◆ Records from a data collection:
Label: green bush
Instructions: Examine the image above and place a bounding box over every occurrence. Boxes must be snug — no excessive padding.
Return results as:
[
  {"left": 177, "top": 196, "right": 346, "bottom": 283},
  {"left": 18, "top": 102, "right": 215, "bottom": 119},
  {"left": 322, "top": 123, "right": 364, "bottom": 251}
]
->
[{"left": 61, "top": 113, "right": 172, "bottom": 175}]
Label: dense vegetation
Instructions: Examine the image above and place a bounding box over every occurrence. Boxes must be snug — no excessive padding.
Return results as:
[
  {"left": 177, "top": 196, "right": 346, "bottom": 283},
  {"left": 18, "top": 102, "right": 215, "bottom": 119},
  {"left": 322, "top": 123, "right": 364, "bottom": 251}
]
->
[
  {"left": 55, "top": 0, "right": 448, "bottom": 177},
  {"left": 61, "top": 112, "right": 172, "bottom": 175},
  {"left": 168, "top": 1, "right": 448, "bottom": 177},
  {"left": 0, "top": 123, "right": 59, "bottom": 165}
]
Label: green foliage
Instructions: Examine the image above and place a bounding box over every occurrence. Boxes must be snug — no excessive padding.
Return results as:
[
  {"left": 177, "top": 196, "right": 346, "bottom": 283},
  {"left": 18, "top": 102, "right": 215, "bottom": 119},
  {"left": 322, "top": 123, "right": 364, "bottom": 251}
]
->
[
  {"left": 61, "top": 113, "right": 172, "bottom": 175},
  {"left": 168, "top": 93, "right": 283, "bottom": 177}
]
...
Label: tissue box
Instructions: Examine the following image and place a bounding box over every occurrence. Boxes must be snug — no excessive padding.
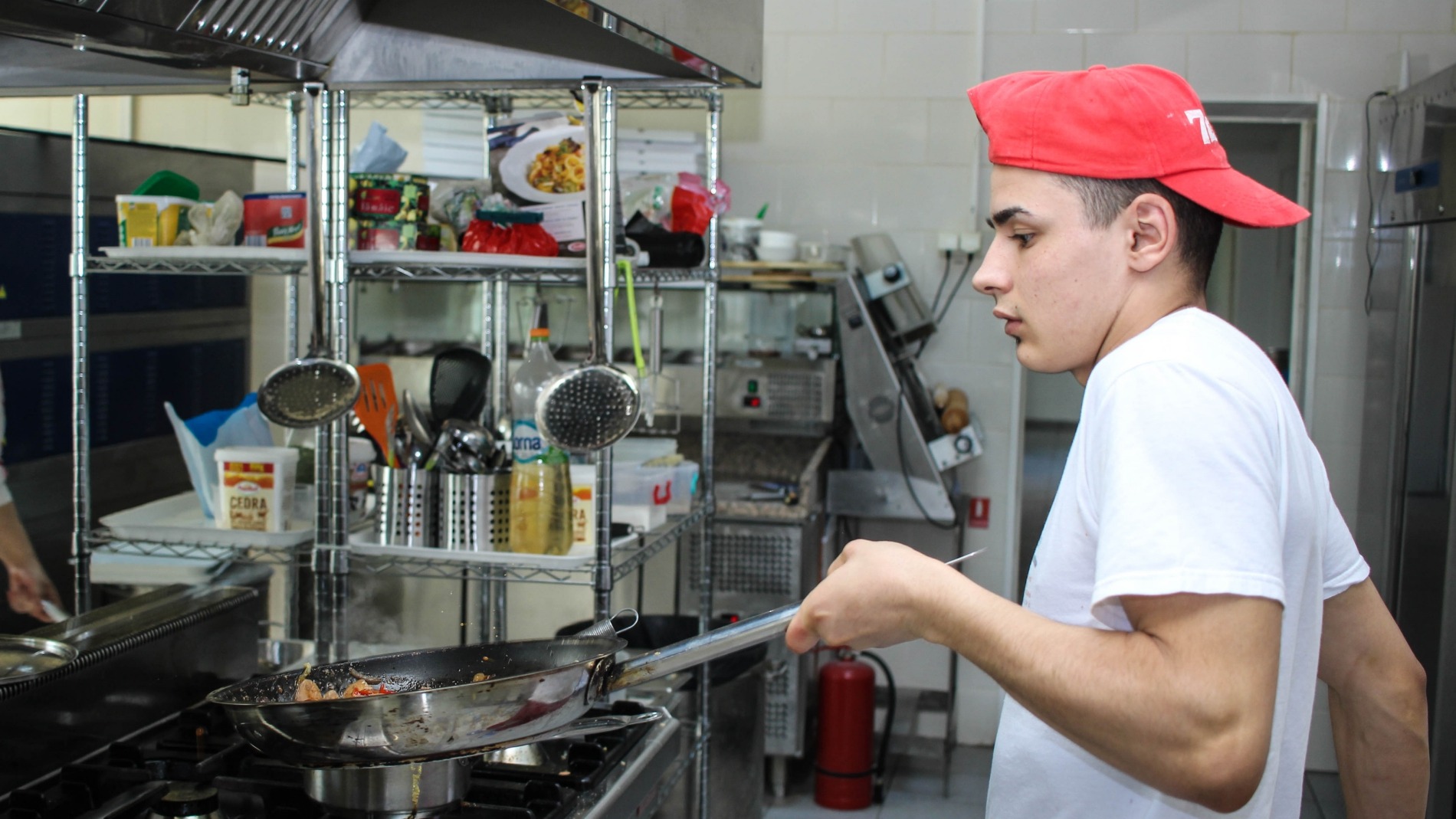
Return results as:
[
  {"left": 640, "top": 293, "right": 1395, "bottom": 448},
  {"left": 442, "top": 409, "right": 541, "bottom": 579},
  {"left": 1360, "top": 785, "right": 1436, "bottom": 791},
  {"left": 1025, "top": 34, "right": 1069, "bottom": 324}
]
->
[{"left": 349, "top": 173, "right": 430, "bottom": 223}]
--
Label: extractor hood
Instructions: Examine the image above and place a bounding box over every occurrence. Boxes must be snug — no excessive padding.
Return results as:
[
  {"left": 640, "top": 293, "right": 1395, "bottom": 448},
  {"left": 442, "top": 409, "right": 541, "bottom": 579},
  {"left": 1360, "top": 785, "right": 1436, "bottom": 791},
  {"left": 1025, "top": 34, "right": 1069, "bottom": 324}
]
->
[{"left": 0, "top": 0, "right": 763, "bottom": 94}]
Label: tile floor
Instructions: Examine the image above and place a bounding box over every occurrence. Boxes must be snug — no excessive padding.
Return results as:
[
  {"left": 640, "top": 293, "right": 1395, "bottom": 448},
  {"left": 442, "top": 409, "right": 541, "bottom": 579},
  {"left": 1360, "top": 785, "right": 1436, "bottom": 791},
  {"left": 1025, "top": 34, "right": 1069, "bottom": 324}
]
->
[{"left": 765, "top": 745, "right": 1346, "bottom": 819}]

◆ What the task asks: Count the lines in the material above that contain the string "Label" and reply with that number alone.

◆ Reply: 6